Exercise aim
Revise every entry below by replacing each occurrence of "tab character" with "single space" and leave all other text unchanged. Omit the pictures from your answer.
--- START Data ---
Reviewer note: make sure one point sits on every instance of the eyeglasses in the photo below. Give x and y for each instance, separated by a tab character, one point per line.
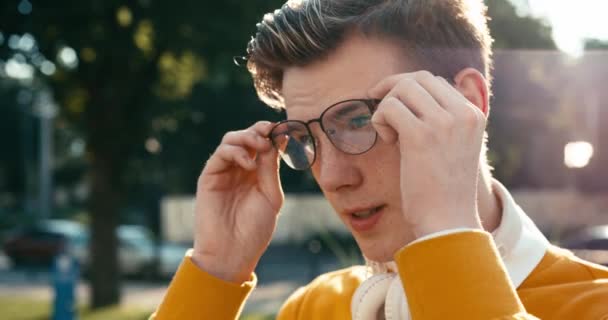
347	124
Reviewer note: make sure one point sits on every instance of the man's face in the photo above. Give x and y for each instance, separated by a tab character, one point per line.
363	189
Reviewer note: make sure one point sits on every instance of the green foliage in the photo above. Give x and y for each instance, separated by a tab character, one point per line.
16	308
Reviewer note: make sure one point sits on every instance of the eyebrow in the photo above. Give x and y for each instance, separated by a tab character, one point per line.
347	109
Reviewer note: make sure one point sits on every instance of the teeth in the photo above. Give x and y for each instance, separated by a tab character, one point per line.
364	214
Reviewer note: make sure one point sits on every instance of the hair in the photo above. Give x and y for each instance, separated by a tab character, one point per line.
441	36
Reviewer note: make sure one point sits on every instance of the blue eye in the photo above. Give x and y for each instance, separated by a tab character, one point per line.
304	139
360	121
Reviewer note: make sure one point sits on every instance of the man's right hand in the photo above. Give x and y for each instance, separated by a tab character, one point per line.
238	199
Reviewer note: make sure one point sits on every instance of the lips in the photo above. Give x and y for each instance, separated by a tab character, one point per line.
365	219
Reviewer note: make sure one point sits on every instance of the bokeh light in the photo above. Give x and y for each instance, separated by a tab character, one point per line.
67	57
577	154
24	7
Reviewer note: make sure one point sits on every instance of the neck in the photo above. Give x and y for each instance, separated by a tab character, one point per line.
489	206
--- END Data ---
Response
Reviewer note: make sure one point sits on every instance of the eyeglasses in the photo below. Give x and y for each instance, separated by a single space, one point per line.
347	124
Reviewer note: make sure one point sits on every instance of the man's face in the photo above. Give x and y for each instance, separated by a single space, one point per line.
363	189
Reviewer note: make sure one point sits on every instance of the green foliage in the photo above. Give x and y for each instance, separated by a single space, one point per line.
16	308
Reviewer note: make sure one point sits on every instance of the eyebrow in the photo above. Give x and y for each instance, separated by a single space, one point per line.
347	109
Reviewer note: make sure one point sits on every instance of the teeth in the photo above. Give x and y for each instance, separated by a single space, one point per line.
364	214
Reviewer note: make sure one point sits on every instance of the hair in the photo above. Give x and y for each instance, separated by a single space, one point per line.
441	36
Reviewer note: make sure one point sits on every instance of the blue eye in the photo above. Give x and y for each instance, separated by a single space, one point per line.
304	139
360	121
Reviewer note: make sure one point sits on every instance of the man's right hand in the photo above. Give x and y for each instance, separated by a single space, one point per line.
238	199
Reviewer note: make sure one point sits on every instance of the lips in the photo above. Give x and y for each instance, separated by a single space, one point per line.
365	219
Reviewer note: make sure one point sits on every instance of the bokeh light in the photo above. Give x and y for each instance, separated by a single space, one point per line.
67	57
577	154
24	7
Reviewer note: make sure one point sits on every instance of the neck in the photo above. Give x and y for each instance, separated by a single space, one point per line.
489	206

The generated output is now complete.